• Article
────────

4.3 Feedback. Notwithstanding anything to the contrary, if Client or any of its employees or contractors provide WORKLAND with any ideas, suggestion(s), enhancement requests, feedback and/or recommendation(s) regarding the Services, including without limitation, new and/or improved features or functionality relating thereto (”Feedback”), WORKLAND is free to use and disclose such Feedback without any obligation to Client or such employees or contractors and to incorporate into any existing or future products or features.
5. Confidential Information.
5.1 Definition of Confidential Information. “Confidential Information” means all information disclosed by a party (“Disclosing Party”) to the other party (“Receiving Party”), whether orally or in writing, that is designated as confidential or that reasonably should be understood to be confidential given the nature of the information and the circumstances of disclosure. Confidential Information of Client includes Client Data; Confidential Information of WORKLAND includes the Services, and the terms and conditions of this Agreement and all Order Forms (including pricing). Confidential Information of each party includes business and marketing plans, technology and technical information, product plans and designs, and business processes disclosed by such party. However, Confidential Information does not include any information that (i) is or becomes generally known to the public without breach of any obligation owed to the Disclosing Party, (ii) was known to the Receiving Party prior to its disclosure by the Disclosing Party without breach of any obligation owed to the Disclosing Party, (iii) is received from a third party without breach of any obligation owed to the Disclosing Party, or (iv) was independently developed by the Receiving Party.

────────

• Entries shown

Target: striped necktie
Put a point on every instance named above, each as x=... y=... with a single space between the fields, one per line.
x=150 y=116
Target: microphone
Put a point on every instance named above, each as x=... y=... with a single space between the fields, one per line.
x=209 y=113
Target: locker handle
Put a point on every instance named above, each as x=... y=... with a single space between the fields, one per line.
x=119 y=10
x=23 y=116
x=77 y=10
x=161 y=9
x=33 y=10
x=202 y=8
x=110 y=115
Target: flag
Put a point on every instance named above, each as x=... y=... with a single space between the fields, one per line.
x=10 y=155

────────

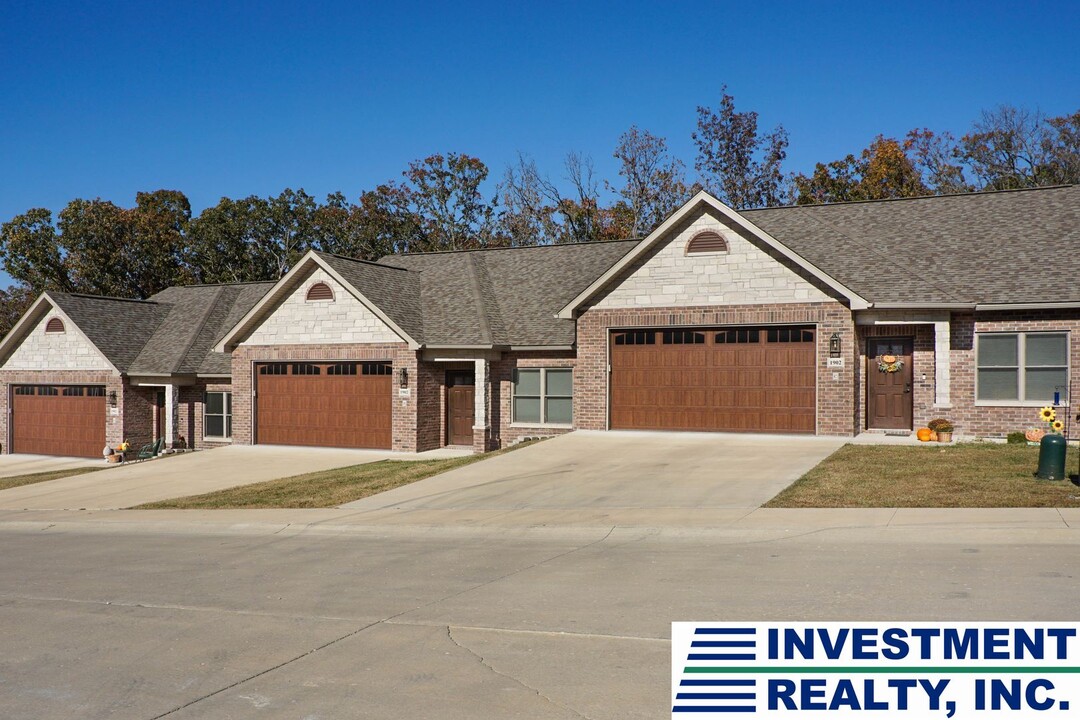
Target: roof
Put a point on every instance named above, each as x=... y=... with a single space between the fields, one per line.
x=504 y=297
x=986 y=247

────────

• Problems to solve
(A) Print the part of the agreement starting at "4.3 Feedback. Notwithstanding" and ending at "products or features.".
(B) Rewrite the agreement paragraph beginning "5.1 Definition of Confidential Information" as a brief list that keeps its main facts.

• The responses
(A)
4.3 Feedback. Notwithstanding anything to the contrary, if Client or any of its employees or contractors provide WORKLAND with any ideas, suggestion(s), enhancement requests, feedback and/or recommendation(s) regarding the Services, including without limitation, new and/or improved features or functionality relating thereto (”Feedback”), WORKLAND is free to use and disclose such Feedback without any obligation to Client or such employees or contractors and to incorporate into any existing or future products or features.

(B)
- **Definition:** Confidential Information is all information one party (Disclosing Party) discloses to the other (Receiving Party), orally or in writing. It must be designated as confidential or reasonably be understood as confidential given its nature and the circumstances of disclosure.
- **Client's:** This includes Client Data.
- **WORKLAND's:** This includes the Services and the terms and conditions of the Agreement and all Order Forms, including pricing.
- **Each party's:** This includes the business and marketing plans, technology and technical information, product plans and designs, and business processes that the party discloses.
- **Exclusions:** Confidential Information does not include information that:
  - is or becomes generally known to the public without breach of an obligation owed to the Disclosing Party
  - the Receiving Party knew before disclosure without such a breach
  - is received from a third party without such a breach
  - the Receiving Party developed independently